Joel Bergner (aka Joel Artista) is the CEO and Co-Founder of the non-profit organization Artolution, through which he trains and supports local artists in vulnerable communities to lead their own community art programs, affecting the lives of thousands of children each year. Artolution partners with UNICEF, the International Rescue Committee, UNHCR and other agencies to integrate community-based public art programming in humanitarian response around the world.
Joel is an artist, educator and organizer of community-based public art initiatives with youth in conflict-affected and traumatized communities around the world, from Syrian refugee camps to American prisons; the favelas of Brazil to the Kibera Slum of Kenya. His elaborate, large-scale murals weave smoothly between realism with an urban art sensibility and the raw expressions of children, who learn to tell their stories through art. Joel travels the globe with his wife, CJ Thomas, who leads dance and theatre workshops, and their young daughter, Amara.

++++++++++++++++++++

■ EXERCISES TO COMPLETE ■
1. Based on the Joel Bergner profile, answer each question:
(a) Which agencies does the text name as partners of Artolution?
(b) What workshops does CJ Thomas lead?
(c) What is the name of Joel's daughter?
2. Does each statement agree with the Joel Bergner profile? Answer yes or no and quote the words that decide it.
(a) Joel Bergner founded Artolution alone.
(b) Joel's murals combine realism with the raw expressions of children.
(c) CJ Thomas leads painting workshops.

++++++++++++++++++++

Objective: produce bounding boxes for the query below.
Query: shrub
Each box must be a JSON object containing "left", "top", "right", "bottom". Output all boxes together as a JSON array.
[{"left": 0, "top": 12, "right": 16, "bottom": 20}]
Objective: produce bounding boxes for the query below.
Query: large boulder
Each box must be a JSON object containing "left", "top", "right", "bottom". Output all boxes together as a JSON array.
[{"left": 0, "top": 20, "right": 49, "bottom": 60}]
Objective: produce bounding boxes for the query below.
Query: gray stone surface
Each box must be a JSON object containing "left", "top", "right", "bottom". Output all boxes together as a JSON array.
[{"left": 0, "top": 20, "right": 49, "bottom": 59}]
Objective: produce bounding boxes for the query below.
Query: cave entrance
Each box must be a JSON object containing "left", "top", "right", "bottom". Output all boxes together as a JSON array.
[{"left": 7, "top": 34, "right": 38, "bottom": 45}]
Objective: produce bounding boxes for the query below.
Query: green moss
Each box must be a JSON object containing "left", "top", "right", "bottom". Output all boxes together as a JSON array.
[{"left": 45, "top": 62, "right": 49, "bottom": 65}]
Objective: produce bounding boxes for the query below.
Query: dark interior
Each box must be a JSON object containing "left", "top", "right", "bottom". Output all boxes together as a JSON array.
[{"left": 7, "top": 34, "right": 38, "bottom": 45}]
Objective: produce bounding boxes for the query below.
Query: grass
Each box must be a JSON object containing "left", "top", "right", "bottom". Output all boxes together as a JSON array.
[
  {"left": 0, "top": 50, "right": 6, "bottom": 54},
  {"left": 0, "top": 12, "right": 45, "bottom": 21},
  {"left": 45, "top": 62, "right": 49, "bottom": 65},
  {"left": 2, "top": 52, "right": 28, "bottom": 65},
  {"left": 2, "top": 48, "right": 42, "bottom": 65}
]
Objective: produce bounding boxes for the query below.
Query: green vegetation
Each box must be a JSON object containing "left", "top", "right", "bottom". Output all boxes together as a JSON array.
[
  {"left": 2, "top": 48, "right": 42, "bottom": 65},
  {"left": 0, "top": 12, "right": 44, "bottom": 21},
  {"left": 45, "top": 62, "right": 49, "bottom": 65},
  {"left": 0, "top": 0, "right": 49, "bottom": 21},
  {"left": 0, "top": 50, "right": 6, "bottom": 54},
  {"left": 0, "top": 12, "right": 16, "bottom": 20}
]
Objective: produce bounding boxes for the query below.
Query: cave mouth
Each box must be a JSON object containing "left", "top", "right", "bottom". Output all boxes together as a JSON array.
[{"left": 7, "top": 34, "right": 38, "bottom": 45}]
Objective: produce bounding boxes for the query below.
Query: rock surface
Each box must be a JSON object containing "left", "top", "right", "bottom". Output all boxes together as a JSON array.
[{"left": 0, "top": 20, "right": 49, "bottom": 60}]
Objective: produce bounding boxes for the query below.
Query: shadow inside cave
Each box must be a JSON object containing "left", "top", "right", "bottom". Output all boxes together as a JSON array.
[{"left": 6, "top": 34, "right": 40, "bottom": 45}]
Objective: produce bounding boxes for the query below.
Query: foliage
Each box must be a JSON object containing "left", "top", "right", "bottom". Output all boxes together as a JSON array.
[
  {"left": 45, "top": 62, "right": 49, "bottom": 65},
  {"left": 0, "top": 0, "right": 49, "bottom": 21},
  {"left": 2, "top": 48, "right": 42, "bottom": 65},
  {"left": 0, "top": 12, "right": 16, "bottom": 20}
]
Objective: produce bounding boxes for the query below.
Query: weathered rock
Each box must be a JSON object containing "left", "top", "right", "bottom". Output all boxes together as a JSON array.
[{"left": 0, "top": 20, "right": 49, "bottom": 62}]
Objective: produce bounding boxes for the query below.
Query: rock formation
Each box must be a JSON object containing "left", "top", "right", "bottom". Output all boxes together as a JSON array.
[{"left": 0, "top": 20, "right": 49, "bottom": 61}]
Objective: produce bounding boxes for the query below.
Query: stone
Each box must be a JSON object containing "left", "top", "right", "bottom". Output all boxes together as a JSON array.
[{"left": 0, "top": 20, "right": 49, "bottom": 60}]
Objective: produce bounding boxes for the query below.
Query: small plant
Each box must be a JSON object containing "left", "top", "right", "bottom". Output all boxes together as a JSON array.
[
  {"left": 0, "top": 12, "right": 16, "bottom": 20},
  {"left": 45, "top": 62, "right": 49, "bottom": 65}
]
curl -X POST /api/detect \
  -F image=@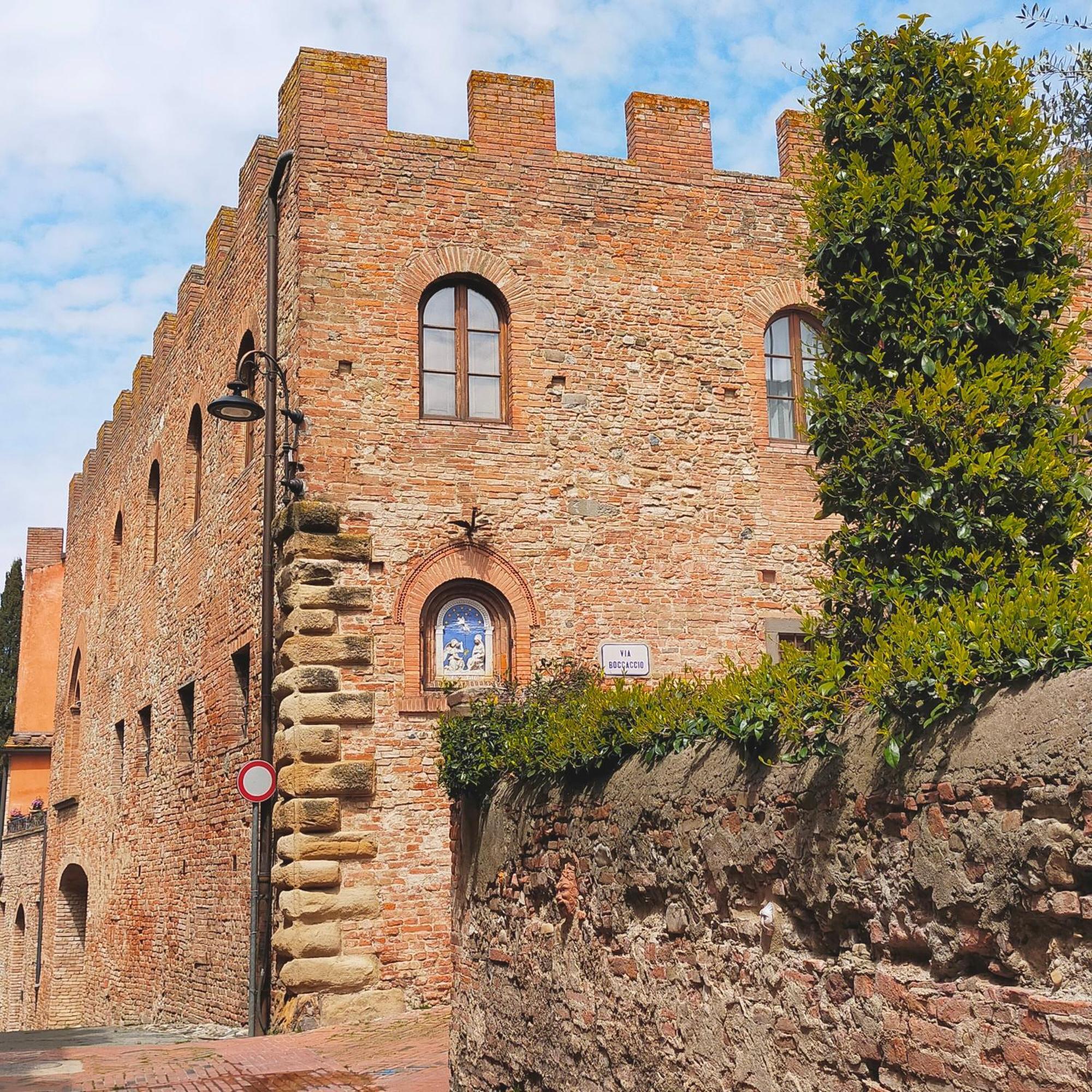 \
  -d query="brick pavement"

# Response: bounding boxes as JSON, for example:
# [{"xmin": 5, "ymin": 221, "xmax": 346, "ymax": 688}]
[{"xmin": 0, "ymin": 1009, "xmax": 448, "ymax": 1092}]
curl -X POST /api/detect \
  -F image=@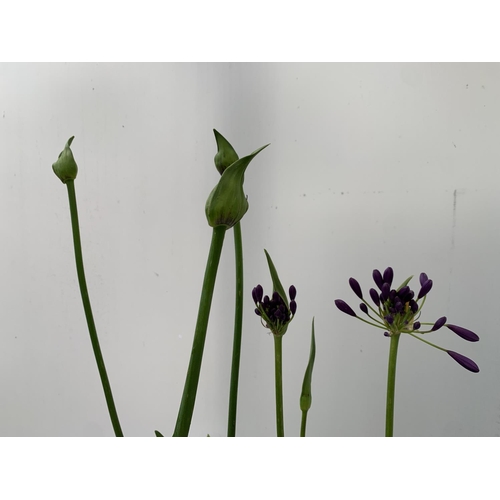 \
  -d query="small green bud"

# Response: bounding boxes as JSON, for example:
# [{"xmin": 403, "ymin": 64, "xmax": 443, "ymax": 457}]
[
  {"xmin": 205, "ymin": 144, "xmax": 269, "ymax": 228},
  {"xmin": 214, "ymin": 129, "xmax": 239, "ymax": 175},
  {"xmin": 52, "ymin": 136, "xmax": 78, "ymax": 184}
]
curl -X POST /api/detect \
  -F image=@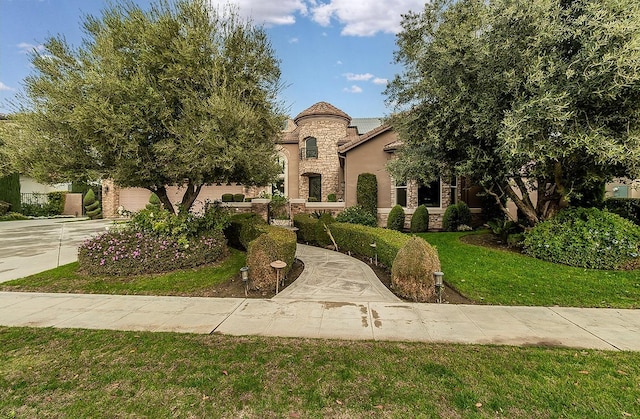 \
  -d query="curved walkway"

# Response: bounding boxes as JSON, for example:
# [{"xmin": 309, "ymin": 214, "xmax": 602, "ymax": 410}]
[
  {"xmin": 273, "ymin": 244, "xmax": 401, "ymax": 303},
  {"xmin": 0, "ymin": 222, "xmax": 640, "ymax": 351}
]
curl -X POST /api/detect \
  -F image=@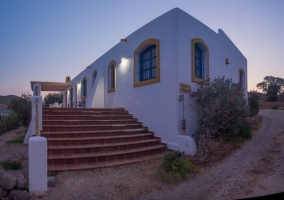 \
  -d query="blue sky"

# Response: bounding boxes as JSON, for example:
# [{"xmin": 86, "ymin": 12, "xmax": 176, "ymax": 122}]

++++++++++++++++++++

■ LIST OF SOLUTIONS ■
1.
(a) UNICEF, the International Rescue Committee and UNHCR
(b) Dance and theatre workshops
(c) Amara

2.
(a) No: "CEO and Co-Founder"
(b) Yes: "weave smoothly between realism with an urban art sensibility and the raw expressions of children"
(c) No: "who leads dance and theatre workshops"